# GOAL OF THE EXERCISE
Could you copy every record below exactly as it stands?

# SUPPLIED RECORDS
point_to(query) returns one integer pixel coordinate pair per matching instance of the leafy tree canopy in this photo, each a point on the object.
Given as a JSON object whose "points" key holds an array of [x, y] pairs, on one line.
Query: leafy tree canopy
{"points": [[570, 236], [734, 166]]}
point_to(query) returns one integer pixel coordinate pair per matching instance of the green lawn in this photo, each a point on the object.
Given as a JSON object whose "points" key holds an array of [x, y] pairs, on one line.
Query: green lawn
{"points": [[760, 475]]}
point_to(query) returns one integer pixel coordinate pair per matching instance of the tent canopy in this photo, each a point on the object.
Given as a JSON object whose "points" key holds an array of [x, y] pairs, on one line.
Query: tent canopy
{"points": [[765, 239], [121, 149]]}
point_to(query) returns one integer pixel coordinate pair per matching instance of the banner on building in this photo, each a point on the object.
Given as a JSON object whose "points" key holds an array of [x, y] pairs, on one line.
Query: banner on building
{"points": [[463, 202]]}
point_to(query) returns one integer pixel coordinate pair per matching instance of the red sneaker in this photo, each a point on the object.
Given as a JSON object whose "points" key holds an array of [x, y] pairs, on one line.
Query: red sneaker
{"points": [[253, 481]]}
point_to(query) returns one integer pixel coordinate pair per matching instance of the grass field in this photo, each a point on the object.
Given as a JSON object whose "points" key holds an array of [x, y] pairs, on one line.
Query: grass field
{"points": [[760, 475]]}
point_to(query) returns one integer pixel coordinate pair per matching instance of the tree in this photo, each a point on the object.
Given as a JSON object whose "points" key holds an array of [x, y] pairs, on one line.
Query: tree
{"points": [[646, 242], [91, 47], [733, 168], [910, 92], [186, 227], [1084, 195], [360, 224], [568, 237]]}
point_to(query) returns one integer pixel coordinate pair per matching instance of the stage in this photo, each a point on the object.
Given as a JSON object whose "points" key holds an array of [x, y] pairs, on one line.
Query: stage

# OUTPUT OF THE TASK
point_to(query) returns one integer pixel coordinate pair per matching instance of the leafy tree canopy in this photo, each a point on the object.
Given as a JSON object whose "points" key holds an array of [x, y] pairs, on one line.
Query: leafy tree canopy
{"points": [[570, 236], [734, 166]]}
point_to(query) returns one integer pixel coordinate pair per matching instance of the green lawn in this photo, each a point on the object.
Given as a JSON object whose "points" key holds an array of [x, y] pairs, on one line.
Query: green lawn
{"points": [[760, 475]]}
point_to(query) returns one integer pixel coordinate pair per matching instance of the tent canopy in this photo, each a point on the object.
Given as a JSON object whose "points" key holds an array of [x, y] pairs, on one line.
Query: tent canopy
{"points": [[765, 239], [121, 149]]}
point_to(query) returns one integer pixel coordinate pair per matching instance of the banner on building in this photo, each a point on the object.
Given as a JSON object whose "points" key holds an array of [x, y] pairs, on one line.
Query: banner on building
{"points": [[463, 202]]}
point_to(query) returns one integer pixel coordinate pair per matching instance of the red sneaker in this photo, each a point on the object.
Given as a JSON object whose "points" key holds an array of [x, y] pairs, on one line.
Query: red sneaker
{"points": [[253, 481]]}
point_to(query) returns one integer pixel coordinate pair per matching instance of the grass field in this photo, each a point on the object.
Given as a JSON object whose "points" key holds an array of [x, y] pairs, on one line.
Query: grass field
{"points": [[760, 475]]}
point_to(query) returns one integer pixel coordinate pair per matching instance of the tree in this photo, each a point on the object.
Given as a JSON object whose "points" key holds an array of [x, y] pairs, on one line.
Query: tree
{"points": [[646, 242], [91, 47], [733, 168], [910, 92], [186, 227], [1084, 195], [360, 224], [568, 237]]}
point_to(query) returns one integer pixel coordinate pair per matching instance of the stage in this photo, each a point on the object.
Given as a JSON object whose "points" key holds an array of [x, y] pairs, on one line.
Query: stage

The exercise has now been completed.